- Task
Copy the material below, swapping every "one box per line" for "a single box on each line" and leaving everything else untouched.

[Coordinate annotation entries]
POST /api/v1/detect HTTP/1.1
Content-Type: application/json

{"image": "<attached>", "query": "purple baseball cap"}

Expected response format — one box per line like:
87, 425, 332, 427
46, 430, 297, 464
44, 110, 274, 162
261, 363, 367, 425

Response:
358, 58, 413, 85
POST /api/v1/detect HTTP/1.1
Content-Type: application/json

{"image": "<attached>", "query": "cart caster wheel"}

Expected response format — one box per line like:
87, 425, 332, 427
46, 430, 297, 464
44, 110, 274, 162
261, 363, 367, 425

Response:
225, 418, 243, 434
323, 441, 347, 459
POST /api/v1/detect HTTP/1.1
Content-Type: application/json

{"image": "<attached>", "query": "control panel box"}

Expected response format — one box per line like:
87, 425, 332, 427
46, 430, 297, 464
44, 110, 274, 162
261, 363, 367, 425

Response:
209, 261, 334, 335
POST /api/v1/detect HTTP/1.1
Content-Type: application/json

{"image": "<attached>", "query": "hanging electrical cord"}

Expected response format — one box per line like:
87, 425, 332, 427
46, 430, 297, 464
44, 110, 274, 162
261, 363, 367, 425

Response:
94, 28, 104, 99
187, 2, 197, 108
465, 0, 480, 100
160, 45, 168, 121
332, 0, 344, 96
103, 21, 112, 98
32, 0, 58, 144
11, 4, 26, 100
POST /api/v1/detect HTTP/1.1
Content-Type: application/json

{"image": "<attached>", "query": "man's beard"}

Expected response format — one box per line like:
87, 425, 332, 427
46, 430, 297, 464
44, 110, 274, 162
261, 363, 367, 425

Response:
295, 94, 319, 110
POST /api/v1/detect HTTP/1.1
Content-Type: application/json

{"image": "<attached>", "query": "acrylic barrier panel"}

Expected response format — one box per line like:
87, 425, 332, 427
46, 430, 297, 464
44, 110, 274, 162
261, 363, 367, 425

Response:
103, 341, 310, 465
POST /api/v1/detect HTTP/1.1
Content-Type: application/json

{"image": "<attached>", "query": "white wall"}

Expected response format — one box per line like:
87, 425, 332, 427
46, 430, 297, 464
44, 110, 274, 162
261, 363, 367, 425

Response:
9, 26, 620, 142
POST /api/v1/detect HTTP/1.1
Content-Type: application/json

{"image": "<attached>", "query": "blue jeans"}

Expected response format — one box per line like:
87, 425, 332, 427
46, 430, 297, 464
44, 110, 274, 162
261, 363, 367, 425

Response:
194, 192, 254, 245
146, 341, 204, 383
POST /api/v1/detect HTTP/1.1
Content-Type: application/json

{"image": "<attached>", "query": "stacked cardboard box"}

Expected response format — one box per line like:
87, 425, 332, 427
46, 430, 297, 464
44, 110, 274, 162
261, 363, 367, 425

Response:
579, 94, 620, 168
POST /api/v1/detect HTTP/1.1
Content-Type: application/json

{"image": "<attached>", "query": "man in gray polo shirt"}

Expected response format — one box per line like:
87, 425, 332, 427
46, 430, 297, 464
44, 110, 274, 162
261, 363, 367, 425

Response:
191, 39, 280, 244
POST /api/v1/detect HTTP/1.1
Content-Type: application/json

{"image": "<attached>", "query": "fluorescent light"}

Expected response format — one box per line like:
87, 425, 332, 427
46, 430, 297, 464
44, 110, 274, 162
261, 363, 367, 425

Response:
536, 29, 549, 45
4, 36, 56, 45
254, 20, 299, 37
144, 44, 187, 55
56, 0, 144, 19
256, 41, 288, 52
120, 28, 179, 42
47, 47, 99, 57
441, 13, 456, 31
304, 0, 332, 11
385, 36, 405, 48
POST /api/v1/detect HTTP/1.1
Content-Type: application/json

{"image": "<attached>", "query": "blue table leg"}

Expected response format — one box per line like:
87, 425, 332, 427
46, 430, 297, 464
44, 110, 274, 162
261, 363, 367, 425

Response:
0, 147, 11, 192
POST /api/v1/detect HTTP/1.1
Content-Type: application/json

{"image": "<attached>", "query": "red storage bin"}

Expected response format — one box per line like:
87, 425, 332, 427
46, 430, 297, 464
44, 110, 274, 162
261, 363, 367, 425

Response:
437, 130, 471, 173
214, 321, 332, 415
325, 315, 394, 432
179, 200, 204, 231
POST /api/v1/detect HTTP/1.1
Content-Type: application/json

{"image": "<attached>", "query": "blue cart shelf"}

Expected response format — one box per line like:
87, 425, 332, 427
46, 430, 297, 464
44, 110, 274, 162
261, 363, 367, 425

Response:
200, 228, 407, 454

- Output below
POST /api/v1/detect HTTP/1.1
Content-Type: application/json

{"image": "<attached>", "query": "purple baseball cap"}

Expected response format — a single box on each line like:
87, 425, 332, 427
46, 430, 297, 464
44, 110, 274, 162
261, 363, 367, 425

Response:
358, 58, 413, 85
POST /api/v1/detect HTTP/1.1
Content-Type: application/json

{"image": "<attached>", "query": "cart caster wheel"}

Expected response format — a single box on each line like:
87, 425, 332, 427
46, 430, 297, 464
44, 110, 274, 162
261, 363, 367, 425

Response:
225, 418, 243, 434
323, 441, 347, 459
POST /api/v1/detect HTTP/1.1
Content-Type: application/json

{"image": "<attached>", "query": "control panel box"}

Expected response format — a single box on each line like:
87, 425, 332, 427
46, 430, 297, 464
44, 110, 274, 162
261, 363, 367, 425

Response:
209, 261, 334, 335
POST /api/v1/detect HTTP/1.1
Content-Type: application/json

{"image": "<attached>", "query": "hanging electrical cord"}

Expected response format — a single box on each line like:
87, 425, 332, 427
46, 430, 297, 464
44, 110, 274, 162
261, 363, 367, 425

Response:
94, 28, 104, 99
187, 2, 197, 108
465, 0, 480, 100
160, 45, 168, 121
332, 0, 344, 96
103, 21, 112, 98
32, 0, 58, 144
11, 4, 26, 100
POST /api/v1/detect HTTP/1.1
Content-Type: application/json

{"image": "<attached>", "query": "man's beard"}

Expected response format — a single box on each line like:
87, 425, 332, 427
46, 430, 297, 464
44, 110, 274, 162
261, 363, 367, 425

Response:
295, 94, 319, 110
POST /api/v1/detect HTTP/1.1
Content-Type: application/json

{"image": "<attached>", "query": "acrylic barrier panel"}

Expected response format — a single box on each line like:
87, 425, 332, 427
46, 430, 297, 464
44, 110, 274, 162
261, 363, 367, 425

Response:
103, 341, 310, 465
POST /api/v1/detect HTTP/1.1
Content-Type: application/json

{"image": "<attached>", "query": "white wall"}

Expected response format — a single box on each line like:
87, 425, 332, 427
46, 430, 297, 464
44, 110, 274, 162
261, 363, 367, 425

Response:
9, 26, 620, 142
POST /api/v1/detect HTTP/1.1
Content-Type: application/json

{"image": "<attached>", "query": "blue jeans"}

Expected response format — a single box on each line like:
87, 425, 332, 427
46, 430, 297, 464
44, 110, 274, 162
261, 363, 367, 425

Response:
194, 192, 254, 245
146, 341, 204, 383
POST /api/v1/detect HTTP/1.1
Content-Type: application/json

{"image": "<attached>", "query": "stacked cardboard box"}

Expected response format — a single box on each line like:
87, 425, 332, 427
46, 430, 297, 464
44, 110, 274, 162
261, 363, 367, 425

Response:
579, 94, 620, 168
POST /api/v1/detect HTTP/1.1
Content-Type: application/json

{"image": "<attached>", "query": "man in gray polo shirt"}

Expected response format — a single box on each line like:
87, 425, 332, 427
46, 430, 297, 464
44, 110, 274, 162
261, 363, 367, 425

Response:
191, 39, 280, 244
POST /api/v1/detect HTTP/1.1
Content-Type: application/json

{"image": "<attached>", "query": "fluorescent light"}

Expected response format — a single box on each line like:
87, 425, 332, 427
46, 430, 297, 464
44, 110, 274, 162
261, 363, 367, 425

Response:
536, 29, 549, 45
4, 36, 56, 45
254, 20, 299, 37
144, 44, 187, 55
56, 0, 144, 19
256, 41, 288, 52
120, 28, 179, 42
47, 47, 99, 57
441, 13, 456, 31
304, 0, 332, 11
385, 36, 405, 48
POST /api/v1/detect HTTP/1.1
Content-Type: application/json

{"image": "<attached>", "query": "blue table leg"}

Expected response format — a single box on each line like:
87, 425, 332, 427
46, 430, 297, 464
44, 110, 274, 162
261, 363, 367, 425

Response:
0, 147, 11, 192
POST /api/v1/detect HTTP/1.1
Content-Type: application/json

{"image": "<attached>", "query": "red storage bin"}

Expected response format — a single box on each line like:
87, 425, 332, 427
46, 430, 297, 464
44, 110, 274, 162
261, 363, 367, 425

Response:
437, 130, 471, 173
214, 321, 332, 415
325, 315, 394, 432
179, 200, 204, 231
POST /api/v1/detect HTTP/1.1
Content-Type: application/json

{"image": "<attached>", "query": "blue cart shelf"}

Expected response format — a single box on each line like:
87, 425, 332, 427
46, 430, 297, 464
44, 110, 274, 162
261, 363, 367, 425

Response:
200, 228, 407, 454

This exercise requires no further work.